▶ **Objectif 1**
Présentez sous forme de liste numérotée, sans les lignes vides, un passage du listing : commencez à la ligne qui contient « Please trace the outline of every instance of the **cloudy » et arrêtez-vous après celle qui contient « 148 86 L 195 ».

::: Texte à lire :::

Depuis Double Labyrinthe, leur premier film réalisé en 1976, Maria Klonaris et Katerina Thomadaki travaillent la dimension politique du corps et de l’identité féminine sous la forme de portraits et d’essais avant-gardistes principalement tournés en Super 8. La récente édition par Re:Voir d’un coffret DVD consacré au « Cycle de l’Ange » permet de (re)découvrir un pan tardif de cette œuvre méconnue et militante. Les deux premiers films du coffret, Requiem pour le XXe siècle et Personal Statement, en associant la figure de l’Ange intersexuel (la photographie d’un corps hermaphrodite) à des images d’archives (dans Requiem) ou à une voix-off (dans Personal), ont ainsi pour qualité première d’exposer clairement les enjeux politiques que soulève la question du corps à la fin du XXe siècle. Réalisés au début des années 2000 et en numérique, Pulsar et Quasar, les deux autres films qui composent la sélection de Re:Voir, ont en comparaison de quoi étonner : sans la présence immédiate de l’Ange au centre du cycle, on découvre les visages silencieux des deux cinéastes juxtaposés à des motifs lumineux (feux d’artifices, scintillements) et des objets célestes (étoiles, galaxies), dans une sorte de transe chamanique (pour Pulsar) ou de méditation transcendantale (pour Quasar). Portés sur la relation entre corps et énergies stellaires, ces deux films sembleraient presque témoigner d’un détachement politique. C’est, comme le rappelle Nicole Brenez en présentation de ce coffret, le schisme qui a toujours hanté le cinéma d’avant-garde, que l’on a souvent pu partager (à tort) entre « cinéma de recherches plastiques et cinéma d’intervention politique ». Mais cette scission supposée n’existe pas chez Klonaris et Thomadaki, tant leur lutte s’exprime dans les plis d’images, de raccords et de dispositifs qui invitent précisément à dépasser toute une série de dualismes – y compris celui, plutôt tenace, visant à distinguer l’expérimentation formelle de l’engagement politique.

::: Données de l'exercice :::

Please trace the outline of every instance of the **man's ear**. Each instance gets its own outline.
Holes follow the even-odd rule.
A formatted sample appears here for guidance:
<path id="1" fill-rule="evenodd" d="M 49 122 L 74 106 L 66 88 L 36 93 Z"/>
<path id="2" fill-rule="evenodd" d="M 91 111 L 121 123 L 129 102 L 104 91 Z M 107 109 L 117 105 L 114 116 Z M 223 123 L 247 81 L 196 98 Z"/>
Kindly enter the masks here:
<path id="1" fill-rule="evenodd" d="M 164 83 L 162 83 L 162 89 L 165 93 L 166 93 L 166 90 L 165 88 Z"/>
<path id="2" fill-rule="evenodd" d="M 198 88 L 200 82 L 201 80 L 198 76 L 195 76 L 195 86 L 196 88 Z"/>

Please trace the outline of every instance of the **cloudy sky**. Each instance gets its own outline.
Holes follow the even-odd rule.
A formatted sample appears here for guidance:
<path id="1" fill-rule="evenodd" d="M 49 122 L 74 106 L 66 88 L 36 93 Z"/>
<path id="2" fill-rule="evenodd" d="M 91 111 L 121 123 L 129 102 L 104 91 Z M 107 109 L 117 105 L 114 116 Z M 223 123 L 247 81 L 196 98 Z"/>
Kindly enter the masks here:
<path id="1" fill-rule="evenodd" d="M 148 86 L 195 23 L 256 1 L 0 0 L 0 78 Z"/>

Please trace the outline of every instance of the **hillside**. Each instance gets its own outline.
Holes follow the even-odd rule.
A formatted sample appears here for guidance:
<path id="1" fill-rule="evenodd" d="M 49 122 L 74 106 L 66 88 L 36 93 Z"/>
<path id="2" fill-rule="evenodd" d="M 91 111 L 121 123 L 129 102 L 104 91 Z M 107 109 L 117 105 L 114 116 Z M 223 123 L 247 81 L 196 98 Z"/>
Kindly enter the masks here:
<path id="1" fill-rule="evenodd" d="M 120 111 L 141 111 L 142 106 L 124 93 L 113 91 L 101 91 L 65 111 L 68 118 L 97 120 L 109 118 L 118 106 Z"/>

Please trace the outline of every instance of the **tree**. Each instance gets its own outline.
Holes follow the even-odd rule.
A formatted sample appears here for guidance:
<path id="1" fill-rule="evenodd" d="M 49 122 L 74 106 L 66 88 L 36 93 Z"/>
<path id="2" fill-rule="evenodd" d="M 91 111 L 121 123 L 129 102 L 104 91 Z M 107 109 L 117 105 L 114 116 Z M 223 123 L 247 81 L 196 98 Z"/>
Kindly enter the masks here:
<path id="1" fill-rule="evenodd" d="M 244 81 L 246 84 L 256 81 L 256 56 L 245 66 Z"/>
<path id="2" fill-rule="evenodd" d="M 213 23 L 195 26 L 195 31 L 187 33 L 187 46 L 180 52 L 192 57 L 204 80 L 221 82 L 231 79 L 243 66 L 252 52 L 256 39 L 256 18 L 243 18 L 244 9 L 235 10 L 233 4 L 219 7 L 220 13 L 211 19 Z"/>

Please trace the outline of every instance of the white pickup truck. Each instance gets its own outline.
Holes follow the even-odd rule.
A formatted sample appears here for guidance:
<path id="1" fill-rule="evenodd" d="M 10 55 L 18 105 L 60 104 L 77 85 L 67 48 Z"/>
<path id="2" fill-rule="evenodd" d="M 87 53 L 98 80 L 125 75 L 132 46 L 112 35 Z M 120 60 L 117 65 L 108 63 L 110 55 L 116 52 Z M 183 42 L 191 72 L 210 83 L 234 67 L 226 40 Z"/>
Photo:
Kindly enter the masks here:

:::

▶ **Objectif 2**
Répondez à ces questions sur le texte consacré au « Cycle de l'Ange » :
(a) En quelle année Maria Klonaris et Katerina Thomadaki ont-elles réalisé leur premier film ?
(b) Quels films du coffret ont été réalisés au début des années 2000 en numérique ?
(c) Qui rappelle, en présentation du coffret, le schisme qui a toujours hanté le cinéma d'avant-garde ?

▶ **Solution détaillée 1**
1. Please trace the outline of every instance of the **cloudy sky**. Each instance gets its own outline.
2. Holes follow the even-odd rule.
3. A formatted sample appears here for guidance:
4. <path id="1" fill-rule="evenodd" d="M 49 122 L 74 106 L 66 88 L 36 93 Z"/>
5. <path id="2" fill-rule="evenodd" d="M 91 111 L 121 123 L 129 102 L 104 91 Z M 107 109 L 117 105 L 114 116 Z M 223 123 L 247 81 L 196 98 Z"/>
6. Kindly enter the masks here:
7. <path id="1" fill-rule="evenodd" d="M 148 86 L 195 23 L 256 1 L 0 0 L 0 78 Z"/>

▶ **Solution détaillée 2**
(a) En 1976, avec Double Labyrinthe.
(b) Pulsar et Quasar.
(c) Nicole Brenez.